::: Passage shown :::
Key figures

Swiss wine production is spread across the six wine regions








German-speaking Switzerland






Three Lakes

Six regions, six identities

The 26 cantons and 62 wine AOCs have been grouped into six wine regions. Each of the six regions has a specific identity defined by its landscape, its geology and its specific climate.

At the heart of the Alps, Valais is home to almost one-third of Swiss vineyards. The canton of Vaud extends from Lake Geneva to Lake Neuchatel where there are six AOCs and two AOC Grand Crus. German-speaking Switzerland is made up of sixteen cantons where Pinot Noir and Müller-Thurgau largely dominate. The canton of Geneva is where the Jura and the Alps meet; it is the 3rd wine production area in Switzerland, between town and countryside. Ticino is on the southern side of the Alps facing Italy; more than 80% of the vineyard surface area is Merlot. The Three Lakes are divided into three distinct entities: Neuchatel, Lake Biel and Fribourg-Vully.
:::
→ **Job A**: According to the passage on Swiss wine regions, what share of Ticino's vineyard surface area is Merlot?
→ **Job B**: Write the next part of the passage on Swiss wine regions, picking up after its final sentence.
::: Extracted records :::
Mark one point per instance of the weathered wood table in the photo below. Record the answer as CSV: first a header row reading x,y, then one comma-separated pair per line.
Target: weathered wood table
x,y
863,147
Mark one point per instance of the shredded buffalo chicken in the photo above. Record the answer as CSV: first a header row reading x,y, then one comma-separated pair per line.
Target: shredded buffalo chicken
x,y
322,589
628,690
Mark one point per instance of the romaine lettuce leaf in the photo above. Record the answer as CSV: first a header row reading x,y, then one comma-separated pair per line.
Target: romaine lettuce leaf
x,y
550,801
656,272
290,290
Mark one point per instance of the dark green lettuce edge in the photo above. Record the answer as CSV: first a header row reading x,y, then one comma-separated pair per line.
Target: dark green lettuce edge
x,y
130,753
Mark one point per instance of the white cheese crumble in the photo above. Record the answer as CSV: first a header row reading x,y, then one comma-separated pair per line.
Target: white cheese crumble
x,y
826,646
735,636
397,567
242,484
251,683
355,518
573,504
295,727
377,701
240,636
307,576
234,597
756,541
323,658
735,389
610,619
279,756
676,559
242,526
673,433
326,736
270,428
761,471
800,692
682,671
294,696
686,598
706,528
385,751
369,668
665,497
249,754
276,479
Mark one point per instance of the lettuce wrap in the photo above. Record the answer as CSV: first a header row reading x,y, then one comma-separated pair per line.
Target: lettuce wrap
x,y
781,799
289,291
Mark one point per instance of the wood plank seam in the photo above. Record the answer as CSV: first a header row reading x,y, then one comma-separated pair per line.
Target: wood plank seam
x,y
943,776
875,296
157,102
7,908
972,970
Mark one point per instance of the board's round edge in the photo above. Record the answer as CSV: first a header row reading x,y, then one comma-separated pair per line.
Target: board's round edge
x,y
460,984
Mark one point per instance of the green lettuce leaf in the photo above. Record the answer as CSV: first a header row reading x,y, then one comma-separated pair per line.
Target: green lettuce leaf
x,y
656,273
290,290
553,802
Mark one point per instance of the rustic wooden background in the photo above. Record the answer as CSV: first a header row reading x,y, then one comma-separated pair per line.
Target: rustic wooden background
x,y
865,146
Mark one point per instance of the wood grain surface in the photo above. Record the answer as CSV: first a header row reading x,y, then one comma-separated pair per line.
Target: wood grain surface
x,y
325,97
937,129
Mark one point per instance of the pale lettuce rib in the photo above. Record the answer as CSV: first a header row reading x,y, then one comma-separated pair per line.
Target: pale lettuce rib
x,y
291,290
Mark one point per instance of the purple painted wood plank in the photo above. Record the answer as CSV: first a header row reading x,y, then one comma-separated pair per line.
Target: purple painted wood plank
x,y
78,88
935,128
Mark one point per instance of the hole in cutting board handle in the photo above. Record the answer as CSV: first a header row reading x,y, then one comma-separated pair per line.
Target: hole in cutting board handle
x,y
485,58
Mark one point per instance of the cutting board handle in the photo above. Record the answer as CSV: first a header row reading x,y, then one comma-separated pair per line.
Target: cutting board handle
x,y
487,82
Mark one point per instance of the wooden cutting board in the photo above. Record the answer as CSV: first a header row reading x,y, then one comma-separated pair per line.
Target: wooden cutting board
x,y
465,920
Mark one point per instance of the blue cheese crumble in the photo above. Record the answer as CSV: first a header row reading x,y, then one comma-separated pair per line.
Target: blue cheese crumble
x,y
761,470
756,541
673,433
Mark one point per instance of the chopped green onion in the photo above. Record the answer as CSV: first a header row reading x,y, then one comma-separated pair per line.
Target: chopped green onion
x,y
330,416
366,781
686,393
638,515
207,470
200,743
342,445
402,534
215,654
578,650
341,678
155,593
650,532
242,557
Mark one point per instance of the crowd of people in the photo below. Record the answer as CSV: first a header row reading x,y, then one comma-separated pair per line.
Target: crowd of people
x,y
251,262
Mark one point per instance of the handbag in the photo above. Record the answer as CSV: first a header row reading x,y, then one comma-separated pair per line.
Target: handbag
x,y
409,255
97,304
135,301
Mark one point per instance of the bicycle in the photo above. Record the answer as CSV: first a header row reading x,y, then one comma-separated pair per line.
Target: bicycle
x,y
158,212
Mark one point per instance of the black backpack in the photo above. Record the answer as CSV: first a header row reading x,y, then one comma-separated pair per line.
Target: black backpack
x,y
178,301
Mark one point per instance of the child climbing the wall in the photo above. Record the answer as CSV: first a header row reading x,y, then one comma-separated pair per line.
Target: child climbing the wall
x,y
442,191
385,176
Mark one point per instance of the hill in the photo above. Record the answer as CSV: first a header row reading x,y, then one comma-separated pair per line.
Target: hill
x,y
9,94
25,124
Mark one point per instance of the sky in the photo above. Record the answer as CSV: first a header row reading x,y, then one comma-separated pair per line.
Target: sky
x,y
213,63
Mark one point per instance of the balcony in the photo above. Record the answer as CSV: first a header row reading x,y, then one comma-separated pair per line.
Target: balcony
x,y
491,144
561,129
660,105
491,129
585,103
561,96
:::
→ **Written reply A**: More than 80%.

→ **Written reply B**:
Native and typical grape varieties

In Switzerland, there are nearly 252 cultivated grape varieties. However only 90 are listed by the Federal Statistical Office (FSO).

The four most cultivated grape varieties are Pinot Noir, Chasselas, Gamay and Merlot; they represent 66% of vines grown.

The native grapes that make up the wealth, and contribute to the identity, of Swiss wines represent 36% of the total. They include Chasselas, 27%, as well as Gamaret, Garanoir, Arvine, Amigne and many others which represent 9% of these grapes.

Traditional and "international" grape varieties such as Chardonnay, Sauvignon and Syrah allow Swiss producers to demonstrate the quality of the terroir and their know-how in international comparisons.


Today, Switzerland has 14,696 hectares worked by more than 2,500 wine producers who make 100 million litres of wine per year.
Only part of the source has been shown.